**Task statement:** Write the records out exactly, so that no picture remains in the copy.

**Data section:**
BEGIN

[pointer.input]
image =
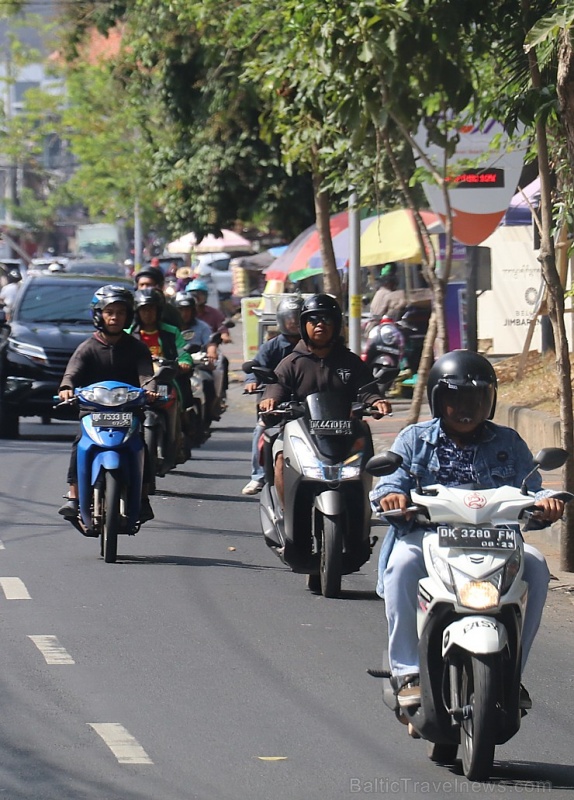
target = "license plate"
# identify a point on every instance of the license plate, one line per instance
(112, 419)
(475, 538)
(330, 427)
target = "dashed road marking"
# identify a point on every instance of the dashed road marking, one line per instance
(14, 589)
(52, 650)
(126, 749)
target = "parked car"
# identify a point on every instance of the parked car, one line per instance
(48, 320)
(83, 266)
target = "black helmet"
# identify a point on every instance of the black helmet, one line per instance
(185, 300)
(288, 313)
(155, 273)
(149, 297)
(321, 304)
(470, 381)
(106, 295)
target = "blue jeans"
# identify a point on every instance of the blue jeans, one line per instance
(257, 471)
(400, 579)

END

**Written response:**
[pointer.input]
image =
target = "license plate"
# identify a point on every instance of the license plate, one line per instance
(112, 419)
(475, 538)
(330, 427)
target = "dashed road marking"
# identify a point on every instance of the dashed road marking, one line per instance
(14, 589)
(52, 650)
(126, 749)
target = "parked car"
# identify a point on every instance of the parked car, one line per instance
(48, 320)
(83, 266)
target = "black helmet"
# identify a point on every instance of the black helmet, one line per instance
(185, 300)
(288, 313)
(155, 273)
(149, 297)
(321, 304)
(470, 381)
(106, 295)
target = "blue jeans"
# identify a point on every instance of the blue jeans, one line per instance
(257, 471)
(400, 579)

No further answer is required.